> [Given request]: Beginning with the line where "Target = yellowing leaf" appears, restate the lines word for word through the last one in the listing.

***** Given data

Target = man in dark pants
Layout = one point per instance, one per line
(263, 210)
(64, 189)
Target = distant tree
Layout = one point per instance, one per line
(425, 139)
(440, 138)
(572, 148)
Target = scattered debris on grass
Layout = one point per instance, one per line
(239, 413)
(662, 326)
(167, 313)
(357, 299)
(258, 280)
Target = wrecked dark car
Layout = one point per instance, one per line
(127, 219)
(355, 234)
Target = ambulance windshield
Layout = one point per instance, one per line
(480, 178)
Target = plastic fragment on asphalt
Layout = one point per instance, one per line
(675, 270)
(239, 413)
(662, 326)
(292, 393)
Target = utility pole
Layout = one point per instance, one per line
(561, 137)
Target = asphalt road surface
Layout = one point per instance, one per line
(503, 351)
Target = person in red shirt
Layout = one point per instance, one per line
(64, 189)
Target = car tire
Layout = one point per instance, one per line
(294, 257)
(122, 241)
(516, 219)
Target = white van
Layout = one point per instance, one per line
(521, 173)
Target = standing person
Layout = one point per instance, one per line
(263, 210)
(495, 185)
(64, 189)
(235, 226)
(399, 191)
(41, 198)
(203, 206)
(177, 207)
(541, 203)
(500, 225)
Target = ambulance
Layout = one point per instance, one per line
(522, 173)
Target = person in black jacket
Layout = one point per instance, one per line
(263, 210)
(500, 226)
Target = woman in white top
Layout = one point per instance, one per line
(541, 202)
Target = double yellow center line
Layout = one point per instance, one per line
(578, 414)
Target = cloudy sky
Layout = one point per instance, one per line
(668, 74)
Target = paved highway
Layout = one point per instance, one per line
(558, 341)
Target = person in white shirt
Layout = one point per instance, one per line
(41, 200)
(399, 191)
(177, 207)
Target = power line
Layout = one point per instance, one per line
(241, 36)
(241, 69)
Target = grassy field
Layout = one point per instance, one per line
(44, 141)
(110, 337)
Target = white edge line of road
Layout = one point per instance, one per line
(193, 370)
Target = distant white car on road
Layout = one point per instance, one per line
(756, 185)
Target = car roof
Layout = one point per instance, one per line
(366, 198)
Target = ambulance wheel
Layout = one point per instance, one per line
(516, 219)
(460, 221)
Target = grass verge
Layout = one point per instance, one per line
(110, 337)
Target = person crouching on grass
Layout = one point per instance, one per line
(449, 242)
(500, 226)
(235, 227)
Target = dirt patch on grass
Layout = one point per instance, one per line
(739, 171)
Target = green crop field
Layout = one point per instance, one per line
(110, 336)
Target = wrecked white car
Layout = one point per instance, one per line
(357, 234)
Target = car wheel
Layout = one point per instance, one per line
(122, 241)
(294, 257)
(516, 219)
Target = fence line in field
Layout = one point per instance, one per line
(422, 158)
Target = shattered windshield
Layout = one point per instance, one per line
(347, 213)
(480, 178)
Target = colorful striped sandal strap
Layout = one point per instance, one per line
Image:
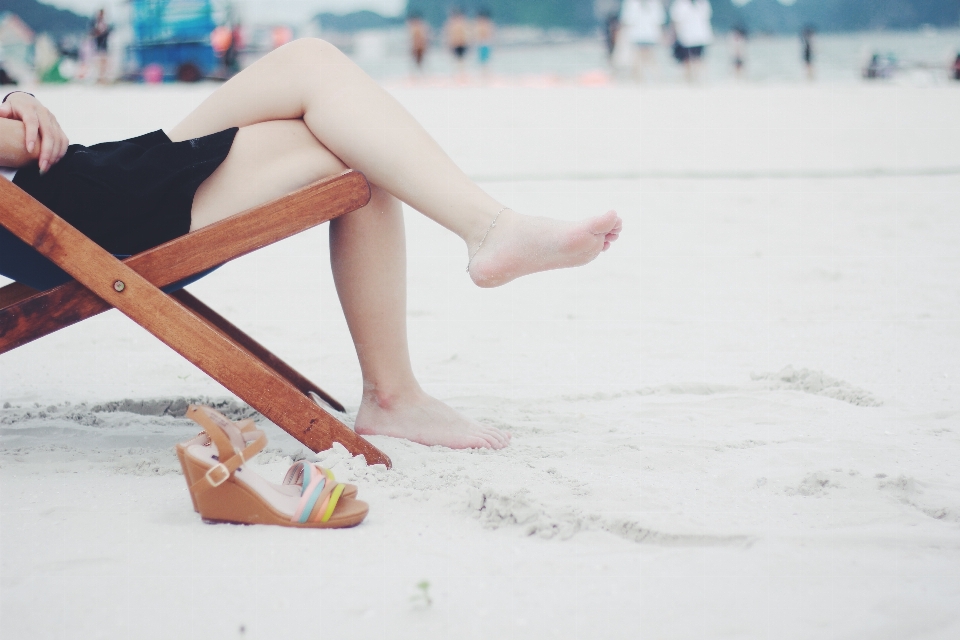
(318, 496)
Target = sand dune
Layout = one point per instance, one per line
(742, 422)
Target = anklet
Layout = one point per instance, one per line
(489, 229)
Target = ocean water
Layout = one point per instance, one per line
(924, 55)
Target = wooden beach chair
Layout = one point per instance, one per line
(178, 319)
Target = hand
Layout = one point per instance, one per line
(40, 128)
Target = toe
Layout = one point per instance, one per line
(481, 442)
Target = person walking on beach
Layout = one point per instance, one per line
(302, 112)
(611, 33)
(806, 46)
(100, 33)
(419, 32)
(457, 32)
(485, 31)
(642, 21)
(738, 45)
(691, 20)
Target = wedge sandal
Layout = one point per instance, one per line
(222, 490)
(291, 483)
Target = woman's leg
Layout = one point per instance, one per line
(368, 255)
(370, 131)
(367, 251)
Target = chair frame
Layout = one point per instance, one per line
(180, 320)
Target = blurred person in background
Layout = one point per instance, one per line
(100, 34)
(457, 33)
(485, 29)
(231, 57)
(611, 33)
(279, 36)
(738, 45)
(642, 21)
(691, 21)
(419, 32)
(806, 45)
(4, 76)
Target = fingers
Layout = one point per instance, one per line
(32, 126)
(48, 144)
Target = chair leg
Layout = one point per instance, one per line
(179, 328)
(256, 349)
(14, 293)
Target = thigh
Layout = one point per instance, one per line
(266, 161)
(272, 88)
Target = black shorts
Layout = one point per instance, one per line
(126, 196)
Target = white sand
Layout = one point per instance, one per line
(670, 476)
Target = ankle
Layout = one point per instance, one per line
(387, 398)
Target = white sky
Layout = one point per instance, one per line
(263, 10)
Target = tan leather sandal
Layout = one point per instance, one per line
(291, 482)
(223, 491)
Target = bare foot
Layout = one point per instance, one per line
(424, 419)
(521, 244)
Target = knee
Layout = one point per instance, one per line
(383, 202)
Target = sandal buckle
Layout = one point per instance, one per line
(218, 481)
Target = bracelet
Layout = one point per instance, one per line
(16, 91)
(483, 239)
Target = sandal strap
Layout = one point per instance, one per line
(294, 475)
(230, 458)
(319, 495)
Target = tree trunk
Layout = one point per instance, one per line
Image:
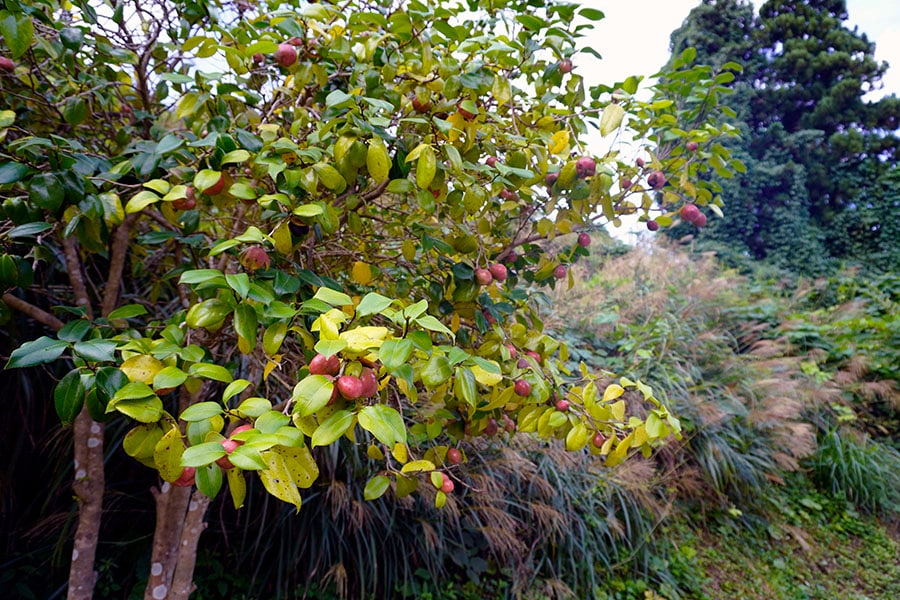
(88, 487)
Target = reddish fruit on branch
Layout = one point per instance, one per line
(656, 180)
(254, 258)
(324, 365)
(286, 55)
(522, 388)
(585, 167)
(483, 276)
(350, 387)
(499, 272)
(454, 456)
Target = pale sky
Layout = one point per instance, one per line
(634, 36)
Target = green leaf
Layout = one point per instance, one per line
(311, 394)
(371, 304)
(384, 422)
(332, 428)
(68, 396)
(36, 352)
(17, 31)
(201, 411)
(376, 487)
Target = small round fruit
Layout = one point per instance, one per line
(186, 479)
(286, 55)
(585, 167)
(447, 486)
(350, 387)
(690, 213)
(324, 365)
(522, 388)
(483, 276)
(255, 258)
(656, 180)
(454, 456)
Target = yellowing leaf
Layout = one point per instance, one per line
(560, 142)
(361, 273)
(142, 368)
(362, 339)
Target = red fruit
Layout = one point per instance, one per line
(350, 387)
(325, 365)
(522, 388)
(499, 272)
(230, 446)
(454, 456)
(186, 479)
(550, 178)
(447, 486)
(483, 276)
(585, 167)
(690, 213)
(286, 55)
(508, 195)
(656, 180)
(254, 258)
(369, 383)
(217, 188)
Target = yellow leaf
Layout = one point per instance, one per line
(142, 368)
(560, 142)
(361, 273)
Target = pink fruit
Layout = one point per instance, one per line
(483, 276)
(656, 180)
(286, 55)
(350, 387)
(325, 365)
(255, 258)
(522, 388)
(499, 272)
(585, 167)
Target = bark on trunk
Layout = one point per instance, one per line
(88, 487)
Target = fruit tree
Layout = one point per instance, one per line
(254, 230)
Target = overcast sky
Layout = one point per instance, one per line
(634, 37)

**********

> [Answer to the task]:
Target = yellowing leaf
Layout = one point per instance, one per line
(560, 142)
(361, 273)
(142, 368)
(362, 339)
Target = red fruit
Layout = one point per instance, one per line
(350, 387)
(325, 365)
(522, 388)
(499, 272)
(230, 446)
(454, 456)
(186, 479)
(550, 178)
(447, 486)
(483, 276)
(585, 167)
(690, 213)
(286, 55)
(508, 195)
(656, 180)
(254, 258)
(369, 383)
(217, 188)
Target = yellow leaf
Layout = one point per instance, one per line
(142, 368)
(560, 142)
(361, 273)
Target = pink fruit
Layout = one point per instance, one per line
(483, 276)
(656, 180)
(286, 55)
(350, 387)
(325, 365)
(255, 258)
(522, 388)
(499, 272)
(585, 167)
Target = bark on trunk
Layout = one point per instance, one per line
(88, 487)
Target = fruit tree
Layout = one point per instance, one per line
(254, 230)
Target = overcast sky
Layout = one point per instance, one per line
(634, 37)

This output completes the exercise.